### QUOTED PASSAGE

No. Women are entirely confused, though researchers raise legitimate issues about the value of annual mammograms, especially under age 50 — unless there’s reason for a woman to think she is at higher risk. It’s far from clear that annual mammograms do more good than harm for most women, especially because of the higher number of false positives at younger ages. Unnecessary surgical biopsies aren’t high-risk procedures, but certainly it would be nice to avoid them — if we could do that with any certainty. Most women would probably rather take the risks of the biopsy over the risk of doing nothing about an off finding from mammography.
The newest research, although interesting, casts what might be a less-than-useful light on the emotional part of false positives. A Danish study found that even months after receiving the news that they were fine, women who had gone through the anxiety of a false positive on the mammogram remained very anxious. And though the effect faded with time, some of that feeling remained with them even three years later.
“When I became a doctor and I took the Hippocratic Oath, I said, ‘Do no harm,’” said John Broderman, the University of Copenhagen physician-researcher who led the study. “But this is harm.”
That sounds like a bit of oversimplification. We don’t live without harm, and our lives are often a series of choices about what does the most good and the least harm. Harm-free decisions would make life simpler, but they’re in short supply.

### EXTRACTED INFORMATION
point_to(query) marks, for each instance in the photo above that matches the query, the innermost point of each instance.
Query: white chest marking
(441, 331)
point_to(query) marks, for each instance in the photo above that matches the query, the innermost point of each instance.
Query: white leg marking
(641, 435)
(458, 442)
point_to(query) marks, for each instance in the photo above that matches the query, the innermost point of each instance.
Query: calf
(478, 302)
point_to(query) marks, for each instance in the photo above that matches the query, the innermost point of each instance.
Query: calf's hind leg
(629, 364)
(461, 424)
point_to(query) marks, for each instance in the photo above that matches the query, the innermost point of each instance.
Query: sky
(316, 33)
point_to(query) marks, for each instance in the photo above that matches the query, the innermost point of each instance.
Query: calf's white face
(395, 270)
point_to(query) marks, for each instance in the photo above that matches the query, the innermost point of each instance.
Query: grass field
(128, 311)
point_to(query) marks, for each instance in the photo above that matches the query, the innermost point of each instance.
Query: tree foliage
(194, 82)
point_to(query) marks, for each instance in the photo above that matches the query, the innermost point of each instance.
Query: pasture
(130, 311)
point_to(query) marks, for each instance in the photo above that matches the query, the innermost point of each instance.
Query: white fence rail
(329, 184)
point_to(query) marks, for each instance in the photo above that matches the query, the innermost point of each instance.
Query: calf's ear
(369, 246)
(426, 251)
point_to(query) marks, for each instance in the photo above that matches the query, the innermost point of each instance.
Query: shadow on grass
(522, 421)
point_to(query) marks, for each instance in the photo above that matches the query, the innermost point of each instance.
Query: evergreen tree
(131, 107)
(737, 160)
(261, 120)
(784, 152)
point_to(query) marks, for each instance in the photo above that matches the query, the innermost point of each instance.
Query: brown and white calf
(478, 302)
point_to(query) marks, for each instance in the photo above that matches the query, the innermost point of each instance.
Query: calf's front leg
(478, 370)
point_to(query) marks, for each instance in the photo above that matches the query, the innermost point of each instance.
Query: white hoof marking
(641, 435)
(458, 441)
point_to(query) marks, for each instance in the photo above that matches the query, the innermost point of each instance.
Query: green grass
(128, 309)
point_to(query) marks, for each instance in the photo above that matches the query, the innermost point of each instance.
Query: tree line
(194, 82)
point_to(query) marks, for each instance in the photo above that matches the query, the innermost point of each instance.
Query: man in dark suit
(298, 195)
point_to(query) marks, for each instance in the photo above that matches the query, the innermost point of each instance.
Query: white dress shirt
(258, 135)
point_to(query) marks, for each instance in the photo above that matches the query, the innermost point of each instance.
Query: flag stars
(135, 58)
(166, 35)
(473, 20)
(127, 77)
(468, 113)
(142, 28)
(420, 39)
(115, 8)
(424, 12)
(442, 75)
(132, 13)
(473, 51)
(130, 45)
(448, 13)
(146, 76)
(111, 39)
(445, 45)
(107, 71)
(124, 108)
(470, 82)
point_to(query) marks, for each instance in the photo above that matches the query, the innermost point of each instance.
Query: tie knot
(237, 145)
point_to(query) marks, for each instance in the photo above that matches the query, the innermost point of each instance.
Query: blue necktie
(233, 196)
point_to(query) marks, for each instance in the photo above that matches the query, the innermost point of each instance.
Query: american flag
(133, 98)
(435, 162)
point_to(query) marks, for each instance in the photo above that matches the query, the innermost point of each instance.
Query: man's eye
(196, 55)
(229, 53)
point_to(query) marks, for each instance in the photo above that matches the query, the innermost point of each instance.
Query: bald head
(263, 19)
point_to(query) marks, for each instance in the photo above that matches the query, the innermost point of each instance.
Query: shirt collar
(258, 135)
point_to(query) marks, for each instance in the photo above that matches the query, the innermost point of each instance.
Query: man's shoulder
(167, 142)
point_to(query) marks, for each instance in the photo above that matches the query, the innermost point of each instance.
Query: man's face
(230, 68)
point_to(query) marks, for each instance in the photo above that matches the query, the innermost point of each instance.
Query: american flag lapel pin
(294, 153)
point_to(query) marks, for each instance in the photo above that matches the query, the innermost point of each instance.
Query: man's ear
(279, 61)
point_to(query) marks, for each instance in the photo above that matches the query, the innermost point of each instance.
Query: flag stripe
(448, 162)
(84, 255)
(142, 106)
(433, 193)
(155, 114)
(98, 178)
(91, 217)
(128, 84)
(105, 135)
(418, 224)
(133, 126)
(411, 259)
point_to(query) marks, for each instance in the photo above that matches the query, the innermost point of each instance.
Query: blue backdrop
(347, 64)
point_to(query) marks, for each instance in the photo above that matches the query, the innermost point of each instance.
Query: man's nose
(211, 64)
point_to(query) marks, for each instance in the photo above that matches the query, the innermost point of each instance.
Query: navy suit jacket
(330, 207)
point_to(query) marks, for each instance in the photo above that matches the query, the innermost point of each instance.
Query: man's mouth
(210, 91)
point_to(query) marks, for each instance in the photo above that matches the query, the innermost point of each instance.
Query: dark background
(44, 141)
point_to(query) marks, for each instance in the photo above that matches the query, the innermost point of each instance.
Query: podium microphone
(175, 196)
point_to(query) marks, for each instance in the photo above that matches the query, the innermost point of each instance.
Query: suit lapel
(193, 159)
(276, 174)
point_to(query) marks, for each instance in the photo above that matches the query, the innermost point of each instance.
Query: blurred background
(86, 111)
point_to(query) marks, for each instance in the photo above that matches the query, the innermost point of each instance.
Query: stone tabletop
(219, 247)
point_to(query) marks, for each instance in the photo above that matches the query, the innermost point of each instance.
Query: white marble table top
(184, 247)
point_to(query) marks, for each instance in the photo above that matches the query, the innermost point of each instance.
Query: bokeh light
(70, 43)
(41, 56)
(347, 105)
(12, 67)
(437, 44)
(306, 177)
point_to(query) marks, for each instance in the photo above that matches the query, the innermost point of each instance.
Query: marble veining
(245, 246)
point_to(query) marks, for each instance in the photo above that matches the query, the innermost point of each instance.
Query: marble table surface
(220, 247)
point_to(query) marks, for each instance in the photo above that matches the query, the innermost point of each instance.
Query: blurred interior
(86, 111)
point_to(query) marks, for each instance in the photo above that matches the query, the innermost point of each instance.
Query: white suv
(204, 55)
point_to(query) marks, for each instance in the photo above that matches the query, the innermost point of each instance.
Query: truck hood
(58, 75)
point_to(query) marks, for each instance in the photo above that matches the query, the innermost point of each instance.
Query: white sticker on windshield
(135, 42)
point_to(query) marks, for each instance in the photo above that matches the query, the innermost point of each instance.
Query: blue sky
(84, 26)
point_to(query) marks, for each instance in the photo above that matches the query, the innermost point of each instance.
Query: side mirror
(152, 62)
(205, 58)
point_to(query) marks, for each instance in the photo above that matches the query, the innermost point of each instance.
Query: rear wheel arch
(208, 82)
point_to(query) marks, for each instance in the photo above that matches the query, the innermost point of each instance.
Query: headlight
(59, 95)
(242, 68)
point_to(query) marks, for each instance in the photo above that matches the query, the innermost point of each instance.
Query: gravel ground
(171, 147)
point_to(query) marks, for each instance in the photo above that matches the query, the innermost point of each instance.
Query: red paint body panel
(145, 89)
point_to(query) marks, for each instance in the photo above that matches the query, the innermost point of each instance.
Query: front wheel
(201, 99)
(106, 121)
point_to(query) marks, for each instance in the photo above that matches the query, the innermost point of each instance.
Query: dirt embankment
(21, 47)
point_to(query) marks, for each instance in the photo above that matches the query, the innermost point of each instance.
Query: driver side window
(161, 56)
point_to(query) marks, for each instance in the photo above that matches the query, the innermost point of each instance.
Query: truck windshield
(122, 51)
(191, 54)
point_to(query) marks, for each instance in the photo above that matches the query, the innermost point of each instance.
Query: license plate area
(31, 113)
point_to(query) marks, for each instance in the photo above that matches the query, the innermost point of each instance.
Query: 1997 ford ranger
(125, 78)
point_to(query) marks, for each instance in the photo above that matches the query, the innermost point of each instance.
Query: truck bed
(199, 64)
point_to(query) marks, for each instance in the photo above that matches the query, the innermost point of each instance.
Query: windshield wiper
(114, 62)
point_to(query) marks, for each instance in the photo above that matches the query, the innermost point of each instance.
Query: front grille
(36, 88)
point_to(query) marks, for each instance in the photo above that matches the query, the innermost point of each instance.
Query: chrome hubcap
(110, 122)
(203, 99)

### REQUIRED TASKS
(a) Do these statements agree with the text about mammograms? Answer yes or no for each, and quote the words from the text that decide it. (i) The Danish study was led by a physician-researcher at the University of Copenhagen. (ii) After three years, the women in the study no longer felt any anxiety from a false positive. (iii) The text calls surgical biopsies high-risk procedures.
(b) Go on with the text about mammograms and false positives, starting after its last sentence.

### ACTIVITY ANSWERS
(a)
(i) Yes: "the University of Copenhagen physician-researcher who led the study"
(ii) No: "some of that feeling remained with them even three years later"
(iii) No: "Unnecessary surgical biopsies aren’t high-risk procedures"

(b)
I also wonder whether there isn’t another way to look at that anxiety. In modern times and developed countries, we don’t often confront our own mortality. A cancer scare forces that confrontation, even when we know we now have more time than we had feared. And though a life free of health problems would be great, it’s not a terrible thing to get the jolt that makes us think about our mortality, whether we’re living the way we should and how we will deal with death when that day comes.
I’m open to the thought that we might do a lot more mammograms in this country than we should. But this strikes me as a flimsy reason to change. Perhaps the real problem here is our societal failure to recognize the reality of death and help individuals do the same. We tend to think that if the medical news is good, the patient should go on happily from there, unscarred in spirit, but maybe this lingering anxiety is a potentially valuable sign of thinking profoundly about our limited time on Earth. And it might not be quite as anxiety-producing if we were having more conversations about it as a society — or at least if these patients didn’t feel so alone with their weighty thoughts.